== Segment start ==

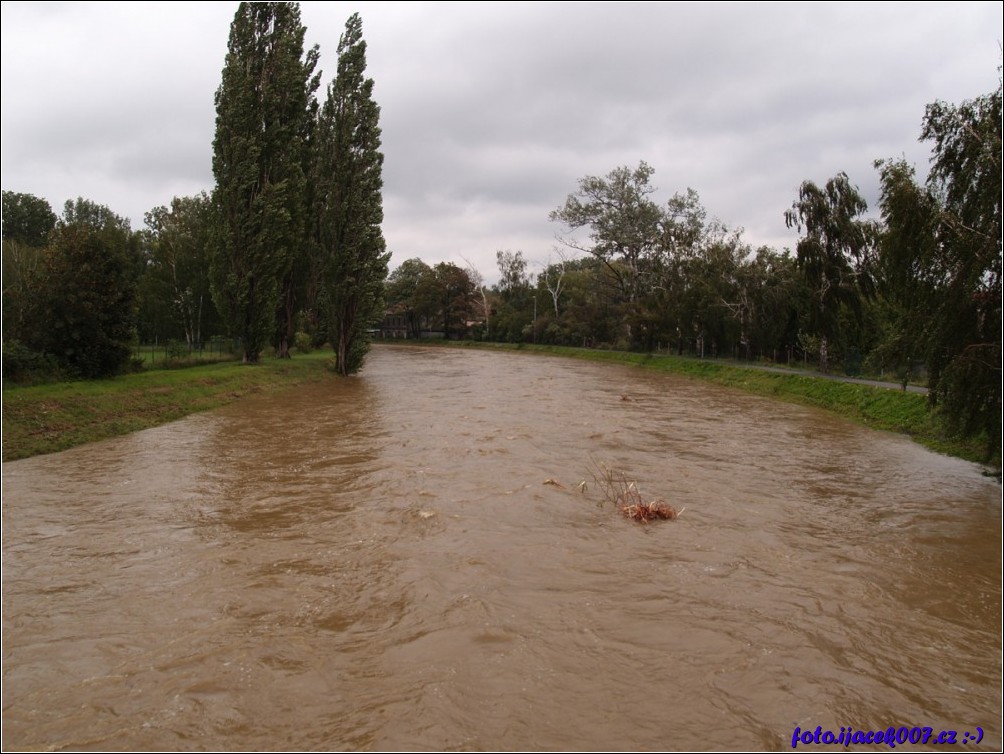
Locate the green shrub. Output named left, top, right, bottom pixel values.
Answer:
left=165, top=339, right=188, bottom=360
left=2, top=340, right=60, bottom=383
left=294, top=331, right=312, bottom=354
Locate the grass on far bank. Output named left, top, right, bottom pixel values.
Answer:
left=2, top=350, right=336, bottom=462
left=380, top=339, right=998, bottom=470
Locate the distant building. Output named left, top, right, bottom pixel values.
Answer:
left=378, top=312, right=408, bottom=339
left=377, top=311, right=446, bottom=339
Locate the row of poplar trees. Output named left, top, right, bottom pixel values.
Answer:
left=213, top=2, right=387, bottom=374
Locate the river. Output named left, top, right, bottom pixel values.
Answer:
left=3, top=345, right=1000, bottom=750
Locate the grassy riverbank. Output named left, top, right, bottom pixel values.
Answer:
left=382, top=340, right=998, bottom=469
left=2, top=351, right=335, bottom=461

== Segment end ==

TASK:
Would you copy out every entry above word for word, without the pictures?

YOUR SOLUTION:
Locate the green shrub. Output named left, top, right, bottom pixel values.
Answer:
left=165, top=339, right=188, bottom=360
left=2, top=340, right=60, bottom=383
left=294, top=331, right=312, bottom=354
Locate the grass on far bank. Output named left, top, right, bottom pixel values.
Answer:
left=2, top=350, right=336, bottom=462
left=380, top=339, right=998, bottom=470
Locate the distant building. Output named left, top, right, bottom pixel values.
Answer:
left=378, top=312, right=408, bottom=339
left=377, top=311, right=446, bottom=339
Locate the row of poplar trees. Output named left, top, right, bottom pixel values.
Answer:
left=213, top=2, right=387, bottom=374
Locate the river. Output named left, top, right, bottom pixel values.
Answer:
left=3, top=345, right=1000, bottom=750
Locate the grassy riverbank. Output named left, top, right, bottom pixel values.
Answer:
left=382, top=340, right=998, bottom=469
left=2, top=351, right=335, bottom=461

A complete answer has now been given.